Eh oui, première malchance de l’auteur, je m’y connais en fantasy ; du coup mes critères de qualité sont situés plus haut que la moyenne des lecteurs.
Bref, ça part dans tous les sens, ce qui rend la lecture beaucoup moins fluide et moins agréable. Peu de personnes apprécient de devoir interrompre leur lecture toutes les cinq pages pour fouiller dans un lexique afin de pouvoir comprendre ce qui se passe, et encore moins quand lesdits noms semblent avoir été bâclés. Ce n’est pas parce que l’histoire s’adresse à un public d’adolescents qu’il faut absolument que l’univers vire au grand n’importe quoi !
Les races
En plus de nombreuses races tout droit sorties de l’imagination… foisonnante de l’auteur, on retrouve dans les Tara Duncan les races traditionnelles de la fantasy : elfes, nains, dragons, humains, fées, etc. Comme c’est également la tradition parmi les auteurs de fantasy, les races classiques ont été refaites à la sauce de l’écrivain. Par exemple, les nains version Tara Duncan ont la capacité de passer à travers la pierre (sans la fracasser, c’est là toute la différence) et ont tout un répertoire de chants traditionnels très longs et abominables à entendre pour les autres races. Jusque-là, pas de quoi fouetter une chimère. On se prend même à sourire face à ces nains un peu atypiques. (Sourire qui se changera hélas en soupirs au tome onze, lorsqu’on apprendra qu’ils peuvent “(…) ajuster leur taille en fonction du travail qu’ils [ont] à fournir dans les mines“, c’est-à-dire grandir à volonté. Ou comment régler vite-fait mal-fait la différence de taille entre une naine et son petit copain, qui a lui une taille humaine.)
Arrive le tome 3, où l’auteur part complètement en vrille. En effet, on y apprend que les elfes d’Autremonde “(…) sont des marsupiaux. [Les] femmes portent les bébés, mais dès leur naissance, ce sont les pères qui les transportent dans une poche spéciale. Celle-ci apparaît lorsque [leur] compagne est enceinte et disparaît ensuite, tout comme les tétines qui délivrent un complément du lait maternel.”
________________
Consigne écrite A: Repérez et recopiez chaque ligne des entrées contenant la chaîne « mountain », en tenant compte de la casse.
L'extrait et les entrées proviennent de sources distinctes.

Entrées issues d'un jeu de données
________________
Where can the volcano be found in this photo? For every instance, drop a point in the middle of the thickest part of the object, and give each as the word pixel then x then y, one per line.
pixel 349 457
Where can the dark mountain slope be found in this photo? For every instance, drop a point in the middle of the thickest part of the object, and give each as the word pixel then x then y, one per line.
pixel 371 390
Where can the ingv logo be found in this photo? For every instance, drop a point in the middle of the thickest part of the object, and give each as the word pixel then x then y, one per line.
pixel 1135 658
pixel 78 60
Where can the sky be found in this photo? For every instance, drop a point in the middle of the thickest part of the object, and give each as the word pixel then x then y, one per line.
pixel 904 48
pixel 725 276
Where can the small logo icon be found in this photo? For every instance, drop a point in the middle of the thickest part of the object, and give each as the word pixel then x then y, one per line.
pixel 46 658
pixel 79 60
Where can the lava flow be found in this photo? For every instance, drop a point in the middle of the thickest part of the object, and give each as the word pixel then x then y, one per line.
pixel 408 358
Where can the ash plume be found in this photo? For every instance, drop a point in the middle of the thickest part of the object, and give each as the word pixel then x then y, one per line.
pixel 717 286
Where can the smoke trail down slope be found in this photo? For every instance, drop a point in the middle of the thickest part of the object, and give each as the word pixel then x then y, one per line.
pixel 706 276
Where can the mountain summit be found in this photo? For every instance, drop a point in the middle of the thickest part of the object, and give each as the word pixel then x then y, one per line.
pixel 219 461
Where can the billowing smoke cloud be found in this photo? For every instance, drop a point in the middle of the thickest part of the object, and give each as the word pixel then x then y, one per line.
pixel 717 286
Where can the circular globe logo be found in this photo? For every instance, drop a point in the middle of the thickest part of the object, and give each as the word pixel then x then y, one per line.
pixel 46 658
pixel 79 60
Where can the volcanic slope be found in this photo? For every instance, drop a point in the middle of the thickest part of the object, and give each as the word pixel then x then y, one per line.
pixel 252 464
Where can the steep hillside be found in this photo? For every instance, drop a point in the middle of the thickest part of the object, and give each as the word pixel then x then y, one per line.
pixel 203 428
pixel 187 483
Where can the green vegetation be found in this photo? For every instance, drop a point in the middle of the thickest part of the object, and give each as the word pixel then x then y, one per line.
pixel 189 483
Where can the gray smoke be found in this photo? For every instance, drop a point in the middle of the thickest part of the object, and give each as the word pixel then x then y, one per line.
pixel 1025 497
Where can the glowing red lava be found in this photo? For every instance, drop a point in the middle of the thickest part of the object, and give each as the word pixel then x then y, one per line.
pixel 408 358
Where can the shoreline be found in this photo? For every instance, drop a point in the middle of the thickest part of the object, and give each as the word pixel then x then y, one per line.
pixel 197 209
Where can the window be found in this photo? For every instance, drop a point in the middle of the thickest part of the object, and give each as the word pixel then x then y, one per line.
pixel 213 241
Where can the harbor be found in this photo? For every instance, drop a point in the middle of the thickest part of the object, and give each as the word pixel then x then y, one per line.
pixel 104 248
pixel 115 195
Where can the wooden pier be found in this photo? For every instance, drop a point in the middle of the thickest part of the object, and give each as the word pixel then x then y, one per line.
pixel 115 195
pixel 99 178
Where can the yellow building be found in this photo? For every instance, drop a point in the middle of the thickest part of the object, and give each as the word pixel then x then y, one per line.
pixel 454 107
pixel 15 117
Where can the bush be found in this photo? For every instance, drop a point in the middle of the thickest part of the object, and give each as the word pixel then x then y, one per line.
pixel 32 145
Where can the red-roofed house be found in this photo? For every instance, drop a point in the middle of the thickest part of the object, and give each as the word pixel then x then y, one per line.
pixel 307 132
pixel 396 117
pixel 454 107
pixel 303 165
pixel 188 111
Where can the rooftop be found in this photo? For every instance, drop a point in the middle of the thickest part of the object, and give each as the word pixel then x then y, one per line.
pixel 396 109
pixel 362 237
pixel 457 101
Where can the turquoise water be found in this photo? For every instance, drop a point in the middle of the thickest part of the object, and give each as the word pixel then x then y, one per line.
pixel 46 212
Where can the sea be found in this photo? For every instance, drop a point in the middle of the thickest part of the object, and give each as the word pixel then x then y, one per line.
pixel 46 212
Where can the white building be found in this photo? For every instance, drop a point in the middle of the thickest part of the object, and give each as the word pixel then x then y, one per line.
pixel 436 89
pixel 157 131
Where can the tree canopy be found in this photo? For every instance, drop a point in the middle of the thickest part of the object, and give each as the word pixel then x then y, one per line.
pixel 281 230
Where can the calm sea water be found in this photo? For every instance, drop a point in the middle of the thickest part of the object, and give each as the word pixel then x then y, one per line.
________________
Consigne écrite B: Ressaisissez à l'identique le passage de l'extrait allant de « Eh oui, première » à « n’importe quoi ! ».

Corrigé de l'exercice A:
Where can the dark mountain slope be found in this photo? For every instance, drop a point in the middle of the thickest part of the object, and give each as the word pixel then x then y, one per line.
Where can the mountain summit be found in this photo? For every instance, drop a point in the middle of the thickest part of the object, and give each as the word pixel then x then y, one per line.

Corrigé de l'exercice B:
Eh oui, première malchance de l’auteur, je m’y connais en fantasy ; du coup mes critères de qualité sont situés plus haut que la moyenne des lecteurs.
Bref, ça part dans tous les sens, ce qui rend la lecture beaucoup moins fluide et moins agréable. Peu de personnes apprécient de devoir interrompre leur lecture toutes les cinq pages pour fouiller dans un lexique afin de pouvoir comprendre ce qui se passe, et encore moins quand lesdits noms semblent avoir été bâclés. Ce n’est pas parce que l’histoire s’adresse à un public d’adolescents qu’il faut absolument que l’univers vire au grand n’importe quoi !